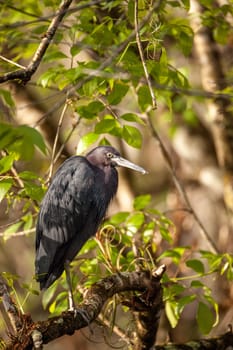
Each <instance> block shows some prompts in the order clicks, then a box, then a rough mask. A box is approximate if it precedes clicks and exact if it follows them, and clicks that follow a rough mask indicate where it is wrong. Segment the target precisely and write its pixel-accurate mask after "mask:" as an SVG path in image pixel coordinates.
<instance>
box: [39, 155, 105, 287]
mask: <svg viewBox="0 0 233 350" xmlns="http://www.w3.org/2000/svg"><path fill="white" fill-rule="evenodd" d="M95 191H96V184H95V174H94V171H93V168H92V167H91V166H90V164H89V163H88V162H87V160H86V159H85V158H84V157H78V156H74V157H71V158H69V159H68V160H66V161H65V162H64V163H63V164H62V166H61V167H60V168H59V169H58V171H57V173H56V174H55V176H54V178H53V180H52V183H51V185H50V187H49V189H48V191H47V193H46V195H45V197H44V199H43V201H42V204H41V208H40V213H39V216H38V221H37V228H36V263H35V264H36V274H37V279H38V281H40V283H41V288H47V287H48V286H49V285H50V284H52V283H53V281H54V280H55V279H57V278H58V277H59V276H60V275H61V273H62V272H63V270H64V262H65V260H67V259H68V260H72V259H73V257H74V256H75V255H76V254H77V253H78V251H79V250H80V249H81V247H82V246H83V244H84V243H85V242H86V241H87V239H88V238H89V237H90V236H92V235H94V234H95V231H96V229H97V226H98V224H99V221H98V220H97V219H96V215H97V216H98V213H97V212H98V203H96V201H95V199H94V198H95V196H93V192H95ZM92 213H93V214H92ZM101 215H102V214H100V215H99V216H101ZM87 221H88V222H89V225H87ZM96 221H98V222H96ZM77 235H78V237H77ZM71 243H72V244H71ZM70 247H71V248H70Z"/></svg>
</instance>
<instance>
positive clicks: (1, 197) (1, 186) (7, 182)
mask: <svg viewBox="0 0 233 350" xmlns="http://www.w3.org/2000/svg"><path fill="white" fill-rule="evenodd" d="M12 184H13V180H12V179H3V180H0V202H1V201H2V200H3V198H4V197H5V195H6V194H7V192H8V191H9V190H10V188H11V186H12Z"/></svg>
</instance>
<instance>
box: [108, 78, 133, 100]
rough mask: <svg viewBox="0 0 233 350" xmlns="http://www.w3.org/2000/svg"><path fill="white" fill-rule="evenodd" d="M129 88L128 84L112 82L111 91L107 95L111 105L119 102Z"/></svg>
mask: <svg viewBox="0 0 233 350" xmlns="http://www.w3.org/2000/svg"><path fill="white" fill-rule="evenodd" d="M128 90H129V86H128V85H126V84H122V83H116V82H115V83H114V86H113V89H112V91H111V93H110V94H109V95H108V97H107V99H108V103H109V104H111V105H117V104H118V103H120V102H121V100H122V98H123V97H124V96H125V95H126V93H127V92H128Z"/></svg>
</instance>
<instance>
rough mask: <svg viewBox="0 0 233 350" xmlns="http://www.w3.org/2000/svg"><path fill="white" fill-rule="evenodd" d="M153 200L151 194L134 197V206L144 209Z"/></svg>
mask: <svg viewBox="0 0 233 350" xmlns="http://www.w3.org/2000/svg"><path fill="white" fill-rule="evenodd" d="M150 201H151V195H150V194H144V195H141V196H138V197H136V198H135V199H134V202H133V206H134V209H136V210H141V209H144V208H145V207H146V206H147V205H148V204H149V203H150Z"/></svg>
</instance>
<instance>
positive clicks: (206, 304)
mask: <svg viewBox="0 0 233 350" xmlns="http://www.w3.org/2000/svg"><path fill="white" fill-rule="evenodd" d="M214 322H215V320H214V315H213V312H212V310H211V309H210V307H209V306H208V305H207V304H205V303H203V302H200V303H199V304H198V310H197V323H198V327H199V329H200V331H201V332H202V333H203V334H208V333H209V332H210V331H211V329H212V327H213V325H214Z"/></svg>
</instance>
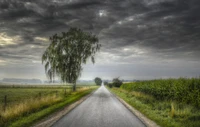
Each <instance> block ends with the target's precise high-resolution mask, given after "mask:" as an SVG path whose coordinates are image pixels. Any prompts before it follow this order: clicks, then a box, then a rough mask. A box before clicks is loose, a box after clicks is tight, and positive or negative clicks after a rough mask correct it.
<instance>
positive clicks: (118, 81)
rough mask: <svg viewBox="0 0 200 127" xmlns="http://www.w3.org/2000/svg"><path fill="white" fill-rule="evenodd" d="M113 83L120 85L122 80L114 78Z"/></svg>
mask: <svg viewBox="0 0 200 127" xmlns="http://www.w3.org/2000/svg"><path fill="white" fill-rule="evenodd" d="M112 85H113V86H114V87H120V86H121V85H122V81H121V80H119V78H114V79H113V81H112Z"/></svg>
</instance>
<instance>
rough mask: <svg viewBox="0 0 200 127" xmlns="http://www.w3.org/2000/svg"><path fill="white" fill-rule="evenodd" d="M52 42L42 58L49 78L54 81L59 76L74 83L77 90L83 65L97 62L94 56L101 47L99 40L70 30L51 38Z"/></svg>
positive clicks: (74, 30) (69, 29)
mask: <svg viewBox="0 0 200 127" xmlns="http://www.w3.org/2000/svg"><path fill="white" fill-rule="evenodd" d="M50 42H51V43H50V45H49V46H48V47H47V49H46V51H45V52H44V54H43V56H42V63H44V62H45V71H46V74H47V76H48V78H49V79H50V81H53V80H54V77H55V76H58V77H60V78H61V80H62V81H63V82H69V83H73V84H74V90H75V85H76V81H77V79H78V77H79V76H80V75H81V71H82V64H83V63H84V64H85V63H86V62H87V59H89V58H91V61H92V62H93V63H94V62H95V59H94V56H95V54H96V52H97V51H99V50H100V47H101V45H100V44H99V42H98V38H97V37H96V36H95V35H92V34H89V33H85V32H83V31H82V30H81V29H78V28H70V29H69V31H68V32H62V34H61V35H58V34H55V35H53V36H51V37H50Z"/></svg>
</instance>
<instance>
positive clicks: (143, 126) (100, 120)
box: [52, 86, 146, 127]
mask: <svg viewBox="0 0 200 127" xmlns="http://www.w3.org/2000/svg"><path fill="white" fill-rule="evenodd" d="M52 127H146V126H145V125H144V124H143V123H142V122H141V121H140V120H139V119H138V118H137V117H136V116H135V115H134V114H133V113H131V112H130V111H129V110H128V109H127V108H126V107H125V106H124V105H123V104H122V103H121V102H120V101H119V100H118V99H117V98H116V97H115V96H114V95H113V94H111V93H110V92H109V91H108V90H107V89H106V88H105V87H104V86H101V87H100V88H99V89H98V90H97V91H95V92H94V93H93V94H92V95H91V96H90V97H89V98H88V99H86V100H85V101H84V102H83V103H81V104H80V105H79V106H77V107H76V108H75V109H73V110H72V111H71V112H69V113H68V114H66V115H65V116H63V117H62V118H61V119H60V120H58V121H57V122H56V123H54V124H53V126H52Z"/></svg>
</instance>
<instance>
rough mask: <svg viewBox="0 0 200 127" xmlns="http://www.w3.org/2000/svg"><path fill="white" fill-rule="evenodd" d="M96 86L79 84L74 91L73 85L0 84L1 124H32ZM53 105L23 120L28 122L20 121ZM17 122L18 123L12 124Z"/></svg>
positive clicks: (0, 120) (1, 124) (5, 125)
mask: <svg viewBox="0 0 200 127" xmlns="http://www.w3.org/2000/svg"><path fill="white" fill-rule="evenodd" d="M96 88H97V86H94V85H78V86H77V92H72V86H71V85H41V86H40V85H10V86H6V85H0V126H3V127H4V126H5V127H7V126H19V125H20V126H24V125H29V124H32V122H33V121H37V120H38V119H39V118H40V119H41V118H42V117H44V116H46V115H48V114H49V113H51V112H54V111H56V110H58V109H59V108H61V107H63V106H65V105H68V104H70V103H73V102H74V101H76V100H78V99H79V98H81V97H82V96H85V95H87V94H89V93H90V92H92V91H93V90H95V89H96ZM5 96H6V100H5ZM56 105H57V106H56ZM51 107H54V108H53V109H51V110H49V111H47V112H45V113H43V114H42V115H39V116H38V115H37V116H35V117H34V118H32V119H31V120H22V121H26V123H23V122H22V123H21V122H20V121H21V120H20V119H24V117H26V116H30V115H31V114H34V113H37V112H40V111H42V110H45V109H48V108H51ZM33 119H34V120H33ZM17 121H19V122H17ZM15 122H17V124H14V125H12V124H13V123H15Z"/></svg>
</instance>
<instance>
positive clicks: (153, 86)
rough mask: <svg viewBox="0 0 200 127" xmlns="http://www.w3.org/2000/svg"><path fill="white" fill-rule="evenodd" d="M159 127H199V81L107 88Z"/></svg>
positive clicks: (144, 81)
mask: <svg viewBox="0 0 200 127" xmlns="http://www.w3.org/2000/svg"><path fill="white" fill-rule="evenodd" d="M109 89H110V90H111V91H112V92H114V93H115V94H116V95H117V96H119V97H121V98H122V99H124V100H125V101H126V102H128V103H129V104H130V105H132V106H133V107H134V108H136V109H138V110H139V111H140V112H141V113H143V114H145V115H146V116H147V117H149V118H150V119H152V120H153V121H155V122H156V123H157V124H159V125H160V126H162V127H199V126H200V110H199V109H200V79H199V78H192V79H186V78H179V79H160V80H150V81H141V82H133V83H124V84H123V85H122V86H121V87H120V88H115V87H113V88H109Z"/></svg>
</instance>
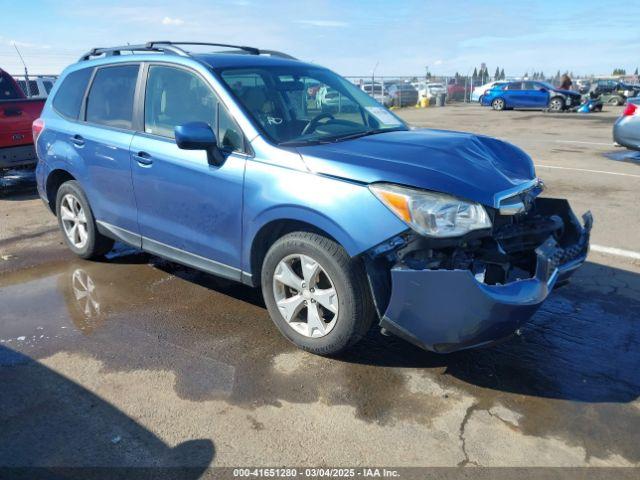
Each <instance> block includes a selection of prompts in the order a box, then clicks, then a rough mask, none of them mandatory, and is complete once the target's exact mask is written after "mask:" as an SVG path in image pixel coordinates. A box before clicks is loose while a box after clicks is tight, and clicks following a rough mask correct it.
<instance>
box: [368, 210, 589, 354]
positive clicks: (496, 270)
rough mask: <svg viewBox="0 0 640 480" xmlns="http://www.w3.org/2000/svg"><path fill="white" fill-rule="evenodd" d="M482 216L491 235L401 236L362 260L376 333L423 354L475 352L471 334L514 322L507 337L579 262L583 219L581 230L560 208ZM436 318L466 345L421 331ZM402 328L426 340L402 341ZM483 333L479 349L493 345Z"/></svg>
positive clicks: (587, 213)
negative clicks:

* * *

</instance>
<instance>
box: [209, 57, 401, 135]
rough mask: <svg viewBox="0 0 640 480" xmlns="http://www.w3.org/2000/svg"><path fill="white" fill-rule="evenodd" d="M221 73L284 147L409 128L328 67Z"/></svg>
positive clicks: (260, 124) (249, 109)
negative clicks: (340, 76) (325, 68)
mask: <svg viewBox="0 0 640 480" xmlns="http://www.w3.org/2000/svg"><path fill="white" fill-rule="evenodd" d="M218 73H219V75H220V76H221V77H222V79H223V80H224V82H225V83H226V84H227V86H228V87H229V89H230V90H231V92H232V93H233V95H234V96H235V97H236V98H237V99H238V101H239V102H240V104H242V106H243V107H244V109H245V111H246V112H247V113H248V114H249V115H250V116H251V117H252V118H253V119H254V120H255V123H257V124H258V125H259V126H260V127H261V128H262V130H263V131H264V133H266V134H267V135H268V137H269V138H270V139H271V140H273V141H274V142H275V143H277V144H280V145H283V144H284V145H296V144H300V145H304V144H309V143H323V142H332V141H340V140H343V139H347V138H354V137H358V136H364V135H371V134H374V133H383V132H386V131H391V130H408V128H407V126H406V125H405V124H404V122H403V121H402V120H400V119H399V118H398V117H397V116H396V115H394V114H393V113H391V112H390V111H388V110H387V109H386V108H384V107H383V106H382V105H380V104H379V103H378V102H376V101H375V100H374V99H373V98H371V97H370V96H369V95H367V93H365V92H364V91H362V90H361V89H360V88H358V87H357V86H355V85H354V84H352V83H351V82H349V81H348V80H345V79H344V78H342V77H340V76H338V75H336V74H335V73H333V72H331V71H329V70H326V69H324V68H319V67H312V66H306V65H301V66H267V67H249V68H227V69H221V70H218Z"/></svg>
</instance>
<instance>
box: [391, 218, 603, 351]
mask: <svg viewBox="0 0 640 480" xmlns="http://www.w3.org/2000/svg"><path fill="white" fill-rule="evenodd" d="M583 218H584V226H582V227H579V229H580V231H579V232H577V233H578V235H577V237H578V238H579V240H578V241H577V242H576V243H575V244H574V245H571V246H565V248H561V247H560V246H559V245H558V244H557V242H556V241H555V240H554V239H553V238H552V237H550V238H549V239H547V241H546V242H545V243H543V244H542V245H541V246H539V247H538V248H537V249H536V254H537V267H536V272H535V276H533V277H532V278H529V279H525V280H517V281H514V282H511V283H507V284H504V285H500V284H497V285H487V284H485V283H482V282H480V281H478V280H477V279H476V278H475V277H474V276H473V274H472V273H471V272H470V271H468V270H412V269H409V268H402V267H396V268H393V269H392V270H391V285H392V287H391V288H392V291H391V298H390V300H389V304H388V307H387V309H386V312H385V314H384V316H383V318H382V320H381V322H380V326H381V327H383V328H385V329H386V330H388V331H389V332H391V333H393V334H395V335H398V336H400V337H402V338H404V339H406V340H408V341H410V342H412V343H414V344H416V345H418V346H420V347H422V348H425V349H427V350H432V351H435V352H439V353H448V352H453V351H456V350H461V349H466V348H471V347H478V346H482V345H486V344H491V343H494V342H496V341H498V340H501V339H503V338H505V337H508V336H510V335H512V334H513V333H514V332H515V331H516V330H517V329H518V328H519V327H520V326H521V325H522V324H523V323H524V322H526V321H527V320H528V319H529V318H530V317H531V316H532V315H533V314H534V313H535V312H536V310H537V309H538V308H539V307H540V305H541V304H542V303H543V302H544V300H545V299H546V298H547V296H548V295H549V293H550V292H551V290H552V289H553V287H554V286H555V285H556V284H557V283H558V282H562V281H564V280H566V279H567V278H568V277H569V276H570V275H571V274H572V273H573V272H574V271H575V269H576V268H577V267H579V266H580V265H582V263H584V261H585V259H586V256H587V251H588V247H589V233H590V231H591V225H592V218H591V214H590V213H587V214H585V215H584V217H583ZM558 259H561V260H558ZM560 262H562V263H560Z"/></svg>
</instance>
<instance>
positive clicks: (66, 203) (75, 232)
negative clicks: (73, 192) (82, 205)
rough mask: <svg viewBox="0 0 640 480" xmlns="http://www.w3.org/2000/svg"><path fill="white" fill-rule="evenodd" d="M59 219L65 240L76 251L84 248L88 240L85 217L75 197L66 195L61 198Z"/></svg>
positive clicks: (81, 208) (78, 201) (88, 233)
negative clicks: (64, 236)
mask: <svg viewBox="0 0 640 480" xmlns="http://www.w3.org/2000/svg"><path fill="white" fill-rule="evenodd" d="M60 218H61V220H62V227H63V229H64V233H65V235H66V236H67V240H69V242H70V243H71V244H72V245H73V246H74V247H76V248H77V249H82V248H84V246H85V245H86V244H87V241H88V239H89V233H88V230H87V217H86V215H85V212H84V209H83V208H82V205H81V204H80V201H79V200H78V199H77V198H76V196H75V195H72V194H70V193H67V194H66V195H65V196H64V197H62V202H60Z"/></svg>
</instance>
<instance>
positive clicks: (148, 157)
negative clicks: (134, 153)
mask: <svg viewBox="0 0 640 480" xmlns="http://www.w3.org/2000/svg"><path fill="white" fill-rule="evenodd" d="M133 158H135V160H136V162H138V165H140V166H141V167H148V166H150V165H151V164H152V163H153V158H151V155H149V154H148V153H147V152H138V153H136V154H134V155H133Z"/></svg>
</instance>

--

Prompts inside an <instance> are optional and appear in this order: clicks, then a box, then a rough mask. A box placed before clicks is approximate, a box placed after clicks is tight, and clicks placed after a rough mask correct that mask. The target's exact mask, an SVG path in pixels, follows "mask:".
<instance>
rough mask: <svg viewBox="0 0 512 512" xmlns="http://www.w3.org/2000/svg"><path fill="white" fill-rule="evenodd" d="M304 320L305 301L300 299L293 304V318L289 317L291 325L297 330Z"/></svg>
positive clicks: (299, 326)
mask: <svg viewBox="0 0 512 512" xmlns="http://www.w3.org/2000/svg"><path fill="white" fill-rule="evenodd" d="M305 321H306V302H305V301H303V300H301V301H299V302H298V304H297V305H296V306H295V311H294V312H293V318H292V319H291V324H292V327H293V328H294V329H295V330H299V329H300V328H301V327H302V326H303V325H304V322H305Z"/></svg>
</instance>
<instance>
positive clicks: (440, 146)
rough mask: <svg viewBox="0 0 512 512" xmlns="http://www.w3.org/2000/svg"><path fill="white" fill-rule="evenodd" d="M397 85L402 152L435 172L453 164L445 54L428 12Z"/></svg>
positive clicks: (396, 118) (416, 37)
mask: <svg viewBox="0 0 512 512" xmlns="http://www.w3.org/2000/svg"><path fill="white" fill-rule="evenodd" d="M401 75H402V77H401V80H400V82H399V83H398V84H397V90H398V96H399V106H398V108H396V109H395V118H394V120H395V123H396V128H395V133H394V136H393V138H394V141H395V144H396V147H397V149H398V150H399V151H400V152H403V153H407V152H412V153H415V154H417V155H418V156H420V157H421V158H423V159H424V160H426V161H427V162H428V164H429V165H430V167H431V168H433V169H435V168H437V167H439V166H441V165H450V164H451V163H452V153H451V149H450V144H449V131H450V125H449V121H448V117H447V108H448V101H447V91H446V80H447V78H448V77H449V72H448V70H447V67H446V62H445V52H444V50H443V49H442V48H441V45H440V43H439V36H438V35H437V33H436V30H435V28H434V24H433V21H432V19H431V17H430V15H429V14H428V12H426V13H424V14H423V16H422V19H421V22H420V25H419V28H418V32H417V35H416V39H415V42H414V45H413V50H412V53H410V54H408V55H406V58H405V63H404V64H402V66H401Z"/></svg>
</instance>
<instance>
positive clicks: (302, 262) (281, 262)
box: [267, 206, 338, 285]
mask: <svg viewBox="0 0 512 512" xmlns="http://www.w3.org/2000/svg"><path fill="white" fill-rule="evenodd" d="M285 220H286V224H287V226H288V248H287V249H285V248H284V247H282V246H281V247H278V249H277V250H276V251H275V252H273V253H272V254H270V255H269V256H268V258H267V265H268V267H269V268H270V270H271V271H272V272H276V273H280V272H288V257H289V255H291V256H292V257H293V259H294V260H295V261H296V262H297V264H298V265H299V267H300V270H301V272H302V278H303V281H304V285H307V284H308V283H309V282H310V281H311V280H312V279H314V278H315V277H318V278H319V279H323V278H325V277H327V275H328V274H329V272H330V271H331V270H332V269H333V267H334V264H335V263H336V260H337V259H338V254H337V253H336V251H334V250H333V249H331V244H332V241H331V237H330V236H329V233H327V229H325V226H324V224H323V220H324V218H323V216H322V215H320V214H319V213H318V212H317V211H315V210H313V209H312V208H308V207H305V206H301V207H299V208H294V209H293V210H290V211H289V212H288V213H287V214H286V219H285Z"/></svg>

(Task item) Please copy the records word for word, starting at the line that contains "Each <instance> block shows" and ending at the line that contains "box: [39, 155, 105, 287]".

(Answer section)
Each <instance> block shows some prompts in the order clicks, then a box, then a rough mask. A box is approximate if it precedes clicks and exact if it follows them, and clicks that follow a rough mask indicate where it is wrong. Segment the target precisely and write its pixel-accurate mask after "mask:" as an SVG path in image pixel coordinates.
<instance>
box: [39, 155, 105, 287]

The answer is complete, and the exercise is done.